• What the exercise asks:
Pick up the article on how motherhood leaves lasting signatures in the rat brain and continue it from its last sentence.

• Document text:
Babies on the Brain
In rats, motherhood leaves long-term biological signatures in a brain region that is crucial for learning and memory.
Pregnancy is a time of massive physiological upheaval that disturbs every major organ system in the body. “We’re often told, ‘don’t worry, it all resolves afterwards,’” said Liisa Galea, a behavioral neuroendocrinologist at the Center for Addiction and Mental Health. “But does it really? Or is there a long-lasting signature? I’ve always been fascinated by that.”
In a new study in rodents, Galea identified some of these signatures of motherhood in the brain, describing persistent differences in markers of neuroinflammation and plasticity.1
In humans, research suggests that male and female brains age differently in the context of both health and neurodegenerative disease, but the mechanisms underlying these complex sex differences are not fully understood.2,3 “We need to understand what kind of female-specific experiences might be driving increased risk or resilience,” said Galea.

• Supplied data:
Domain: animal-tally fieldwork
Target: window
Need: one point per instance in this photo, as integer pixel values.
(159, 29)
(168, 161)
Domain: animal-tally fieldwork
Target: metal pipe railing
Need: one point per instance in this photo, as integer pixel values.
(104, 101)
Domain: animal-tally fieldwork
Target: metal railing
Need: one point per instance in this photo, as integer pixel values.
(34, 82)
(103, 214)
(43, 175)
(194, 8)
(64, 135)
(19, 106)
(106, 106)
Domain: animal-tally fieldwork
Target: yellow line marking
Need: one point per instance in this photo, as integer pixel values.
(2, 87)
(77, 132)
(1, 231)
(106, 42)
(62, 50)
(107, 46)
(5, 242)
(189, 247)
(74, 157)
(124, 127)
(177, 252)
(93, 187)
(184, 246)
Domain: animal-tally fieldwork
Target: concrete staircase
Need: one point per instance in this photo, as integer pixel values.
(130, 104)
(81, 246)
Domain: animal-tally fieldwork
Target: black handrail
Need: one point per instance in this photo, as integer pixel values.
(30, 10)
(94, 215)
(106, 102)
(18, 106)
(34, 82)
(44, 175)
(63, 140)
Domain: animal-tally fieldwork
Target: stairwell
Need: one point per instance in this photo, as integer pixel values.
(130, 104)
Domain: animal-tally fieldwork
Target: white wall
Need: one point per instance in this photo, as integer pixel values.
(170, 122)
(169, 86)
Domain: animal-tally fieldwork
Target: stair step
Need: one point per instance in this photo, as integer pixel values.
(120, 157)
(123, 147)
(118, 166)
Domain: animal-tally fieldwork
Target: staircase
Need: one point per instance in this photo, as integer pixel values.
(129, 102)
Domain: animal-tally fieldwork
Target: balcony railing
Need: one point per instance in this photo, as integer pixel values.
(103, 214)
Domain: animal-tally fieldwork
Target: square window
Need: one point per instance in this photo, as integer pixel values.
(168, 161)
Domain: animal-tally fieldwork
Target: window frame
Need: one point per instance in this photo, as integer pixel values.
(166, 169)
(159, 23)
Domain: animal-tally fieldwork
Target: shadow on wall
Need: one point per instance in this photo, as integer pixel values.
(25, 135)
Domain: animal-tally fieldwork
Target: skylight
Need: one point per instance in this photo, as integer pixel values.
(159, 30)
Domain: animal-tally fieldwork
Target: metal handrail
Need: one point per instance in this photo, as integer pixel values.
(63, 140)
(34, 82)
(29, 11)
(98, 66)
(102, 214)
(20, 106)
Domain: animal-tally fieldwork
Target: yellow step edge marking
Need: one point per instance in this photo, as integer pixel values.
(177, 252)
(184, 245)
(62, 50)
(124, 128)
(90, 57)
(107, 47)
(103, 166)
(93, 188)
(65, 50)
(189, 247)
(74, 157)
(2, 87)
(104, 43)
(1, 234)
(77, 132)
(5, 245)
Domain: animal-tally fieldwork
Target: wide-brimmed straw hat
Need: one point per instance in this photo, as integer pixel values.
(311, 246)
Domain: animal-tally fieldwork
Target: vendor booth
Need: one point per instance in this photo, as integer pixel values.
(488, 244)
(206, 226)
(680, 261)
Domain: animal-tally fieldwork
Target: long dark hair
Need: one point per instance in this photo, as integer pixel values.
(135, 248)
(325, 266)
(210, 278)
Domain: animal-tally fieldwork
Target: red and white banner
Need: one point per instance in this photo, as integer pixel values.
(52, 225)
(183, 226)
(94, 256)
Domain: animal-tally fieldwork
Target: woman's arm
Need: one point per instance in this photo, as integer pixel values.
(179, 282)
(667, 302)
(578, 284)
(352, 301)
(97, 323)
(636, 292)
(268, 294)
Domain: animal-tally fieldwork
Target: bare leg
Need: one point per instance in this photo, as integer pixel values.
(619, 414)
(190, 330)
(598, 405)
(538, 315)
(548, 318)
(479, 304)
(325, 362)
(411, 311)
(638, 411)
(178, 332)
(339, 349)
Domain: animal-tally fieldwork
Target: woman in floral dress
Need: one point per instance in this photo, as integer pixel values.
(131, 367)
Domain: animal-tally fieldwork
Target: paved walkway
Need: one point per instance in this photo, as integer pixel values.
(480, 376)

• Answer:
To begin unraveling this mystery, Galea and her team examined cellular and molecular differences in the hippocampi of rats with zero, one, or two litters of pups.1 They found that rats with one or two litters had higher levels of post-synaptic density 95 protein—which plays a key role in the ability of neurons to alter their connections with each other—compared to non-mothers, both shortly after giving birth and in middle age. While rats without pups experienced a decline in neural stem cells with age, mothers had similar neural stem cell densities at both time points. In middle age, rats with two litters had greater densities of microglia, the brain’s immune cells, compared to rats without pups.
“I found the conclusions to be insightful,” said Jessica Bradshaw, who studies maternal brain health at the University of North Texas Health Science Center and was not involved in the study. “This highlights that even a healthy pregnancy can have short-term and long-term effects on the brain.”
- Duarte-Guterman P et al. Open Biol. 2023;13(11):230217.
- Armstrong NM et al. Neurobiol Aging. 2019;81:146-156.
- Laws KR et al. Curr Opin Psychiatry. 2018;31(2):133-139.